▶ **What is needed**: Please copy out every line of the records below word for word, leaving out the pictures.

# # # # # # #

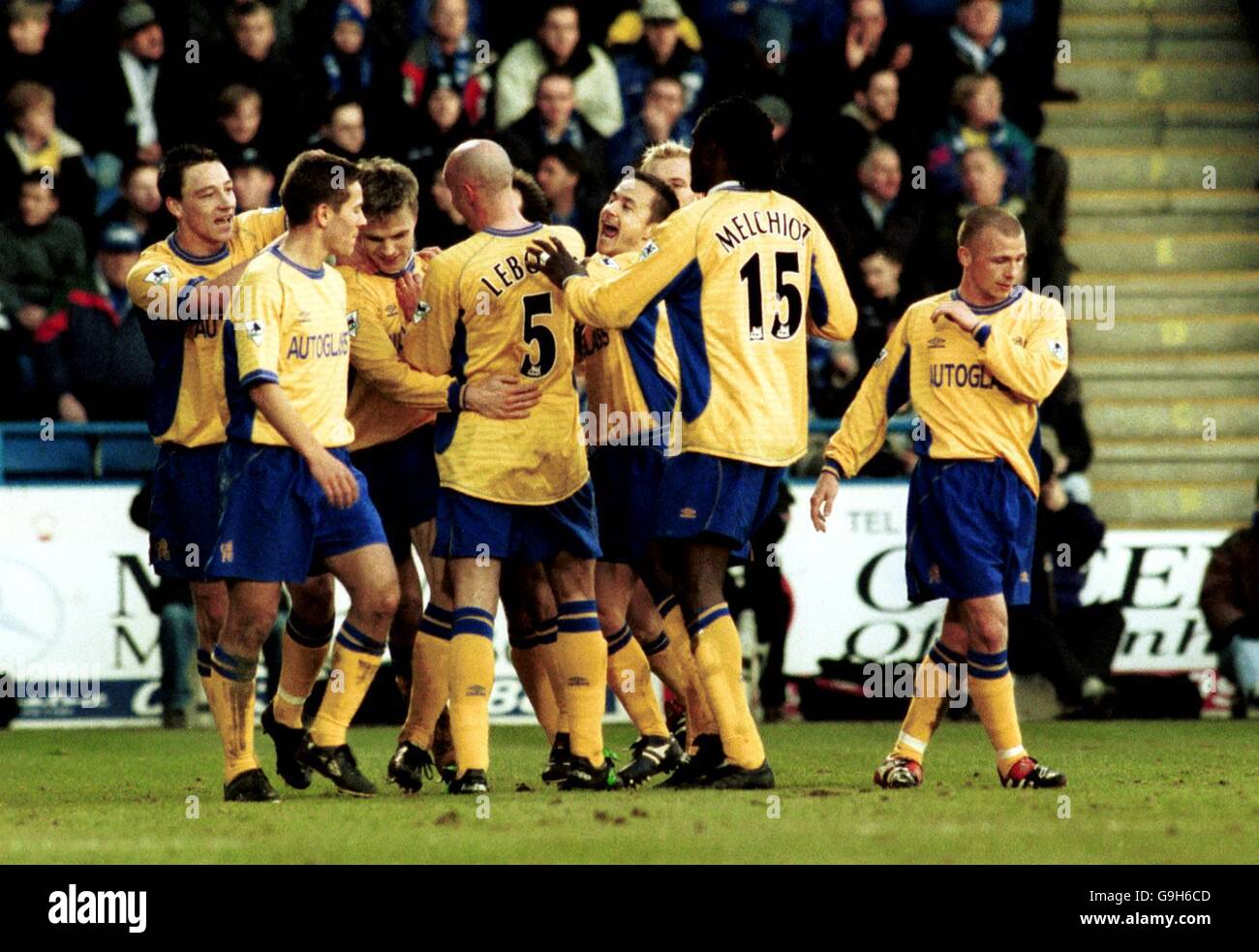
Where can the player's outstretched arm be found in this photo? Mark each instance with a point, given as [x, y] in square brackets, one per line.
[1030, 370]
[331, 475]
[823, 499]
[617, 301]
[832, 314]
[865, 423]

# # # # # # #

▶ **Answer to this problem**:
Where can the player's outstretched arm be found in this photo? Mark each instance with a point, given as [x, y] in square brackets, one per line.
[1030, 370]
[331, 475]
[823, 499]
[617, 301]
[832, 314]
[865, 423]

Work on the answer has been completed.